## Task inputs

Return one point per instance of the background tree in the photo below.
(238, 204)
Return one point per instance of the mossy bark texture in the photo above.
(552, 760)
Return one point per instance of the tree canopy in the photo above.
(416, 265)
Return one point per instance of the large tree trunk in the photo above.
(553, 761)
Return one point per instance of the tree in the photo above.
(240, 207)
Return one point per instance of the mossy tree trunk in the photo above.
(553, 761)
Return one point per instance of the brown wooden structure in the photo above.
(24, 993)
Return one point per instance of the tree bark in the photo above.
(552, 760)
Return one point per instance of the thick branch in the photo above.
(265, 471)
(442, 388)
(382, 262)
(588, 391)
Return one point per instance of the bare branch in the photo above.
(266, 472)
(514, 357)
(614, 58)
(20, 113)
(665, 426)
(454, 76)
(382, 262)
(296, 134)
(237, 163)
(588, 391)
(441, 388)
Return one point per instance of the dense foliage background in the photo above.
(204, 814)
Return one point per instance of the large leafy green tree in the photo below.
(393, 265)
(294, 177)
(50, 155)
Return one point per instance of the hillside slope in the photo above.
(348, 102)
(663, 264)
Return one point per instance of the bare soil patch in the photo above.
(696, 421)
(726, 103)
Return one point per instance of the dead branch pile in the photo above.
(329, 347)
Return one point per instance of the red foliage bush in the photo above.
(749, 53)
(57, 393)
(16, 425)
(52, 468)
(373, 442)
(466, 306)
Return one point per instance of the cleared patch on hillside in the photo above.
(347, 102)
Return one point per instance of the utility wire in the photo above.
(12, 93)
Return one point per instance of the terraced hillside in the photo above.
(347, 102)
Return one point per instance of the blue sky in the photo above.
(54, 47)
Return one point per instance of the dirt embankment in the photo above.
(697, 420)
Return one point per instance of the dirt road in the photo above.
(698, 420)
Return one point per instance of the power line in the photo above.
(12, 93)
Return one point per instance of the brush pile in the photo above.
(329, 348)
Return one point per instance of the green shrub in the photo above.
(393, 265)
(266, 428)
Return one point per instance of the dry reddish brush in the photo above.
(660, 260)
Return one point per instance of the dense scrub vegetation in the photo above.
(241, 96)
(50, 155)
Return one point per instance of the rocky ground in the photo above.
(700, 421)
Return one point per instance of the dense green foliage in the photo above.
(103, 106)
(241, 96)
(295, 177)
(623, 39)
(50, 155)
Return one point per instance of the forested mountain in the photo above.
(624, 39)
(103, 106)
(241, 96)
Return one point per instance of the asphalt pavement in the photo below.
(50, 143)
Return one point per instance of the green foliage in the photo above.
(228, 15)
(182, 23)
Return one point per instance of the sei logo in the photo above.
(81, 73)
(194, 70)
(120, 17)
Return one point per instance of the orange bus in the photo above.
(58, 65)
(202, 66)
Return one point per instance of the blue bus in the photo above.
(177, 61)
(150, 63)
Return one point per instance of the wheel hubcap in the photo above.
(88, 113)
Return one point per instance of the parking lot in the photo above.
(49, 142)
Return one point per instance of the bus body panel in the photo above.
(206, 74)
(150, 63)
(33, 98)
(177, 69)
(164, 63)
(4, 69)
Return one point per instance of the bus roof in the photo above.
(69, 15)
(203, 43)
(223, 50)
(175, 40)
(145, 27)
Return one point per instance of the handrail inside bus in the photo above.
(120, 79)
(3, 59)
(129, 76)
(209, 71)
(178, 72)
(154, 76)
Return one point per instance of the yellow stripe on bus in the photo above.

## Goal of the exercise
Take the data above and return it exactly.

## Finished answer
Return one point per instance of the background tree in the photo below.
(238, 204)
Return one point per instance of the mossy bark texture in the photo above.
(552, 760)
Return one point per instance of the tree canopy in the photo above.
(416, 265)
Return one point per instance of the large tree trunk in the photo above.
(553, 761)
Return one point per instance of the tree in the photo above.
(240, 207)
Return one point per instance of the mossy tree trunk in the photo above.
(553, 761)
Return one point per instance of the brown wooden structure in the photo above.
(24, 993)
Return one point per instance of the tree bark in the photo above.
(552, 760)
Return one point per instance of the thick branch in the photo above.
(265, 471)
(442, 388)
(382, 262)
(588, 391)
Return one point per instance of the bare branch in the photo above.
(266, 472)
(514, 357)
(614, 58)
(20, 113)
(665, 426)
(454, 76)
(382, 262)
(296, 134)
(237, 163)
(588, 391)
(441, 388)
Return one point per instance of the dense foliage background in the photo above.
(204, 814)
Return one point per instance of the large leafy green tree in the photo below.
(393, 265)
(294, 177)
(50, 155)
Return one point per instance of the hillside slope in the photo above.
(348, 102)
(663, 264)
Return one point per instance of the bare soil patch in the photo above.
(696, 421)
(726, 103)
Return one point per instance of the dead branch pile in the photo above.
(329, 347)
Return one point per instance of the red foliage bush in the photo above.
(749, 53)
(57, 393)
(16, 425)
(52, 468)
(373, 442)
(466, 306)
Return one point per instance of the cleared patch on hillside in the photo above.
(347, 102)
Return one point per instance of the utility wire in the photo above.
(12, 93)
Return one point per instance of the terraced hillside in the photo above.
(347, 102)
Return one point per instance of the blue sky in the photo above.
(54, 47)
Return one point per instance of the dirt embankment in the photo above.
(697, 420)
Return one point per instance of the dirt road in the photo above.
(698, 420)
Return one point per instance of the power line in the photo above.
(12, 93)
Return one point per instance of the brush pile in the photo above.
(329, 348)
Return one point per instance of the green shrub in the photo above.
(393, 265)
(266, 428)
Return one point per instance of the dry reddish brush in the photo above.
(660, 260)
Return one point per instance of the dense scrub vegetation in the photo above.
(241, 96)
(50, 155)
Return one point per instance of the rocky ground in the photo above.
(700, 421)
Return one point per instance of the dense green foliage in the photo above.
(103, 106)
(241, 96)
(295, 177)
(623, 39)
(50, 155)
Return one point per instance of the forested mountain in the photo above.
(624, 39)
(103, 106)
(241, 96)
Return one point per instance of the asphalt pavement in the photo below.
(50, 143)
Return one point per instance of the green foliage in the photo above.
(228, 15)
(182, 23)
Return one point per instance of the sei logo in the photo above.
(81, 73)
(194, 70)
(120, 17)
Return one point per instance of the orange bus in the photo above.
(58, 65)
(202, 66)
Return one point per instance of the blue bus in the photo above.
(177, 61)
(150, 63)
Return one point per instance of the wheel hubcap in the photo above.
(88, 113)
Return one point per instance of the parking lot in the photo above.
(49, 142)
Return one point per instance of the bus body panel in the photo above.
(206, 74)
(150, 63)
(33, 98)
(177, 69)
(164, 63)
(4, 69)
Return one point per instance of the bus roof in the photo above.
(69, 15)
(203, 43)
(223, 50)
(175, 40)
(145, 27)
Return one point per instance of the handrail inside bus in the photo above.
(120, 79)
(3, 59)
(129, 76)
(209, 71)
(178, 72)
(154, 76)
Return one point per instance of the yellow stripe on bus in the photo above.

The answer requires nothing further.